▶ _What is expected_:
Below are some records; give them all again exactly, but not the pictures.

# # # #

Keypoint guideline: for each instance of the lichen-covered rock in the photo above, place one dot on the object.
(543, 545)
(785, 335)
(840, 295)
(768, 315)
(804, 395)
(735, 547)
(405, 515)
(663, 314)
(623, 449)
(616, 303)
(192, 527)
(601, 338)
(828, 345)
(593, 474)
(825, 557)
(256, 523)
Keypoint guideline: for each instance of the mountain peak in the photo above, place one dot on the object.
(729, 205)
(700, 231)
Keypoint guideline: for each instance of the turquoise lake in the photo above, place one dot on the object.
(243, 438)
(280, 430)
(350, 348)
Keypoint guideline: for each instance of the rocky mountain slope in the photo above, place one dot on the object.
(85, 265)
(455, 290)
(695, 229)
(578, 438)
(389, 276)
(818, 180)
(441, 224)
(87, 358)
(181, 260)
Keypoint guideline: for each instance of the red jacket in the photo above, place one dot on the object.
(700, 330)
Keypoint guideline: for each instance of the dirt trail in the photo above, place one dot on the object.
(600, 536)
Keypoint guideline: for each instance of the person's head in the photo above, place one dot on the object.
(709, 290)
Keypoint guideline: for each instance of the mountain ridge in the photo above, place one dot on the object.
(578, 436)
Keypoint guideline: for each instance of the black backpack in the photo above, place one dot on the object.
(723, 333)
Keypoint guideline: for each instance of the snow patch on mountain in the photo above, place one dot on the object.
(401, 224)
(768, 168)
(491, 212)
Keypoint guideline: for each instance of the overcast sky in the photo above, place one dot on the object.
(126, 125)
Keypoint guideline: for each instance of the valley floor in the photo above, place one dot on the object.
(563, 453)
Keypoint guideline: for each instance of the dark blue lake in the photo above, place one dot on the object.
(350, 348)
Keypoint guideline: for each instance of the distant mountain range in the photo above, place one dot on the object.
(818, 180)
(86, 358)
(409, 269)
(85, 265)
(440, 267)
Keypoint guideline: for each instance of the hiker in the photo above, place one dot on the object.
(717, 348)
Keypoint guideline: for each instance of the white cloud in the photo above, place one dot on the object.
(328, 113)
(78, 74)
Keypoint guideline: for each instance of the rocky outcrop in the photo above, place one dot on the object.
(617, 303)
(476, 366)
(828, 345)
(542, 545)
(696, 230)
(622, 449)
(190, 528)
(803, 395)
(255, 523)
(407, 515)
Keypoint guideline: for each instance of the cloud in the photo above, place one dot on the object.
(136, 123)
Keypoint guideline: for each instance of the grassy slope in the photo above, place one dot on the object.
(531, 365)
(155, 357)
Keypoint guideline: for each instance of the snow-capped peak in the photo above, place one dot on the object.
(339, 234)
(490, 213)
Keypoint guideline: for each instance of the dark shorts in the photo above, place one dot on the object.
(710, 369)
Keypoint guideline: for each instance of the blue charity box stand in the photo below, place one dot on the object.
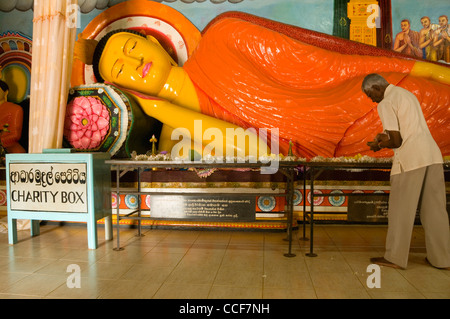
(59, 185)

# # # #

▶ _Response_:
Keypoint guideline: for each instance of the lichen-covered rock in the photo above, place one dot on the object.
(543, 545)
(785, 335)
(840, 295)
(768, 315)
(804, 395)
(735, 547)
(405, 515)
(663, 314)
(623, 449)
(616, 303)
(192, 527)
(601, 338)
(828, 345)
(593, 474)
(825, 557)
(256, 523)
Keypoint guideline: for each instance of the mountain peak in the photo above, place one dot on the object.
(729, 205)
(700, 231)
Keypoint guideline: for each instance of the turquoise lake in the photo above, place one dot on the object.
(243, 438)
(280, 430)
(350, 348)
Keypoint guideline: for each instance of the rocky mountain slope in the photo above, place one dot on the object.
(85, 265)
(455, 290)
(695, 229)
(578, 438)
(389, 276)
(818, 180)
(441, 224)
(87, 358)
(181, 260)
Keypoint guideline: for each instance of the red jacket in the photo above, place one dot on the object.
(700, 330)
Keypoint guideline: for each instance of the dirt trail in the photo above, place one dot on the object.
(600, 536)
Keypoint guideline: for each instance of the person's head in the photo above, place one dot on the object.
(709, 290)
Keypoint guideline: for each instance of the mountain ridge in the photo above, place one dot on the object.
(578, 436)
Keypoint guideline: for each instance of the black backpack in the photo above, place one dot on the object.
(723, 333)
Keypoint guideline: for each instance of the snow patch on mountain in the photo above, place one dot on the object.
(401, 224)
(768, 168)
(491, 212)
Keypoint guideline: for each instance of the overcast sky in the photo above, place one dot on the object.
(126, 125)
Keypoint guideline: for each instance of the valley floor in the photo above, place one dot on the object.
(563, 453)
Keypoint guideline: for each instance of the dark blue lake in the photo above, place one dot on the object.
(350, 348)
Keypoint guideline: for each instance of the distant mountain range in the photo above, place one dot on the object.
(818, 180)
(86, 358)
(409, 269)
(85, 265)
(440, 267)
Keypoint guideline: for each instance of the hiker in the photo above, place one dot on the object.
(717, 348)
Keypoint guideline: for each instance of the white cloud in the photo above, place one dot on the object.
(328, 113)
(78, 74)
Keypoint guideline: for each instance of the rocky outcrop in the photo above, place one dot on the object.
(617, 303)
(476, 366)
(828, 345)
(542, 545)
(696, 230)
(622, 449)
(190, 528)
(803, 395)
(255, 523)
(407, 515)
Keypoint guideline: for each instance of the cloud in the photo above, place one dot on the object.
(136, 123)
Keypoint guideline: for each instance of the grassy slope in the photo above, place one dot on the object.
(531, 365)
(155, 357)
Keypoint guideline: for each instance of the snow-capped peak in the photo above, place one dot on the object.
(339, 234)
(490, 213)
Keypoint guideline: for each instance of the dark shorts in the photo above, place one dot on the object.
(710, 369)
Keypoint guideline: for each instance of the blue charity box stand in the photo below, place one dot on the object.
(59, 185)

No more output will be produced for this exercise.